* YOUR GOAL
Retype the whole listing below, character for character.

start STORED RECORDS

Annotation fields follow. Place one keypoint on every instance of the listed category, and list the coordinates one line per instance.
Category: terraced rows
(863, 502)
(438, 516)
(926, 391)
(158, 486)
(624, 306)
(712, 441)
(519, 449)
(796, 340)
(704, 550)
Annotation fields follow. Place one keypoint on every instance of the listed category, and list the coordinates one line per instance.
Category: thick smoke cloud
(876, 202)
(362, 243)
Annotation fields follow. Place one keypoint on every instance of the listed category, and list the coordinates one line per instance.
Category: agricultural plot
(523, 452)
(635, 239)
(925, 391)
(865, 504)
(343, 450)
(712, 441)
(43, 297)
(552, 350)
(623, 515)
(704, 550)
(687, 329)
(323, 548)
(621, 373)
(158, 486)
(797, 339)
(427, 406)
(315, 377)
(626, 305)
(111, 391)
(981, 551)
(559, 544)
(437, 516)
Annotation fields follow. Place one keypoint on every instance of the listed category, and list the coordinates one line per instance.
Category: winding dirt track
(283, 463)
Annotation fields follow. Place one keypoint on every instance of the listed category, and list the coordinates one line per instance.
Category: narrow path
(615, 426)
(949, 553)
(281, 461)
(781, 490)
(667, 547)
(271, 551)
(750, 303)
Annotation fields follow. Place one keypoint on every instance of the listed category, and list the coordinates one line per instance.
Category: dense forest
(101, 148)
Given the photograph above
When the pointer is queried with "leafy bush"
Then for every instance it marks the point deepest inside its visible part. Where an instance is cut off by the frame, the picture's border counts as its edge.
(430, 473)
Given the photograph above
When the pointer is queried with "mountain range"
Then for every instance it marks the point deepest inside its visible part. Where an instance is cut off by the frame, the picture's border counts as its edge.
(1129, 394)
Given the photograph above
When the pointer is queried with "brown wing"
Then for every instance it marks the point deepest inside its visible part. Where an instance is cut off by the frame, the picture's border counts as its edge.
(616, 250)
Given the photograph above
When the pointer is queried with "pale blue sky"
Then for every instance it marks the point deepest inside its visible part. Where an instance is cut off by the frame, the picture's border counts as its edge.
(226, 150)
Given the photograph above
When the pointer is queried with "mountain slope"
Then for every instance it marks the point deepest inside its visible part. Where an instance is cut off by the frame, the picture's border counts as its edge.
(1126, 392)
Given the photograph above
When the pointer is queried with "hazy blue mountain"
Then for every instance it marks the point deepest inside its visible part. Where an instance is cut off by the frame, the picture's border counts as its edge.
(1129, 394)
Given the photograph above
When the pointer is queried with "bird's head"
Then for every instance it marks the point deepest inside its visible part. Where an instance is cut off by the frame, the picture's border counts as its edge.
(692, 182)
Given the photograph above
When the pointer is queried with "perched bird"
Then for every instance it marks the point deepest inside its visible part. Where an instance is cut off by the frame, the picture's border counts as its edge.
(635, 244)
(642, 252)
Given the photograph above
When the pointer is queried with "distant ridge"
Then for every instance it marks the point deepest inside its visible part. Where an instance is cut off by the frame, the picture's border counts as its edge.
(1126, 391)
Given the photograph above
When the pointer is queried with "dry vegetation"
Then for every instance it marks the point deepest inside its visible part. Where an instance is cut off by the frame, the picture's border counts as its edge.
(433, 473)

end STORED RECORDS

* EXERCISE RESPONSE
Annotation fields follow. Place one keypoint on every instance of the listed category, and list the coordinates one line per instance.
Category: terraced rows
(863, 502)
(438, 516)
(926, 391)
(158, 486)
(624, 306)
(712, 441)
(519, 449)
(796, 340)
(704, 550)
Annotation fields follow. Place one keypoint on every instance of the listed category, and list the coordinates one line per instance.
Category: thick smoke cloud
(876, 202)
(362, 243)
Annotation fields follow. Place one keypoint on every instance of the listed category, and list the coordinates one line per instance.
Category: agricultural plot
(523, 452)
(635, 239)
(925, 391)
(865, 504)
(343, 450)
(712, 441)
(43, 297)
(552, 350)
(623, 515)
(704, 550)
(687, 329)
(323, 548)
(621, 373)
(158, 486)
(797, 339)
(427, 406)
(315, 377)
(626, 305)
(111, 391)
(981, 551)
(559, 544)
(437, 516)
Annotation fields follow. Place one keypoint on every instance of the listed category, and list the coordinates one line per instance.
Category: winding dirt track
(283, 463)
Annotation fields follow. Place one keypoint on every instance of the listed category, and list the coordinates one line per instance.
Category: narrow path
(615, 426)
(949, 553)
(281, 461)
(781, 490)
(667, 547)
(271, 551)
(750, 303)
Annotation fields follow. Place one keypoint on every instance of the listed category, and list the coordinates one line per instance.
Category: dense forest
(101, 148)
Given the photograph above
When the pointer is queried with "leafy bush"
Then for every instance it marks the point deepest inside its visible part. Where an instance is cut off by the frame, the picture's border counts as its edge.
(430, 473)
Given the photograph above
When the pointer is queried with "mountain range"
Then for every instance it marks the point deepest inside its visible part. Where an instance is cut off by the frame, the picture's border counts as its edge.
(1129, 394)
Given the photograph above
When the pointer is queried with "brown wing"
Then for every instance it marks the point deepest inside its visible part. Where an instance is cut off by the frame, the picture's border counts as its edge.
(616, 250)
Given the photograph above
When the pointer is queried with "pale blue sky"
Then for every instance it marks the point deepest inside its visible part. Where an instance is cut off by the frame, the picture's border counts as its edge.
(226, 150)
Given the photograph above
When the pointer is queried with "mountain slope"
Then for every instance it marks the point deepest inside its visible part. Where an instance is cut off by the frame, the picture's border counts as its edge.
(1126, 392)
Given the photograph above
When the pointer is queried with "hazy blue mountain"
Then for every instance it marks the point deepest inside its visible part. Where an instance is cut off by the frame, the picture's border counts as its edge.
(1129, 394)
Given the photograph above
When the pointer is queried with "bird's head"
Then for every instance it marks the point deepest inside its visible part. Where an instance is cut off by the frame, the picture's border counts as its edge.
(692, 182)
Given the photograph above
When the pointer is queried with "perched bird"
Then for every instance it marks the point deepest inside its visible part. Where an instance is cut off by the frame, the picture's border counts as its edge.
(635, 244)
(642, 252)
Given the photograph above
When the pointer is queried with "distant ridge"
Then for every instance it marks the point deepest inside its visible part. Where an instance is cut off by the frame, the picture's border counts as its edge.
(1126, 391)
Given the photograph above
When the pointer is queried with "dry vegetation"
Then for every instance it marks the point deepest inside its visible part. Where an instance is cut off by the frame, the picture's border counts as its edge.
(433, 473)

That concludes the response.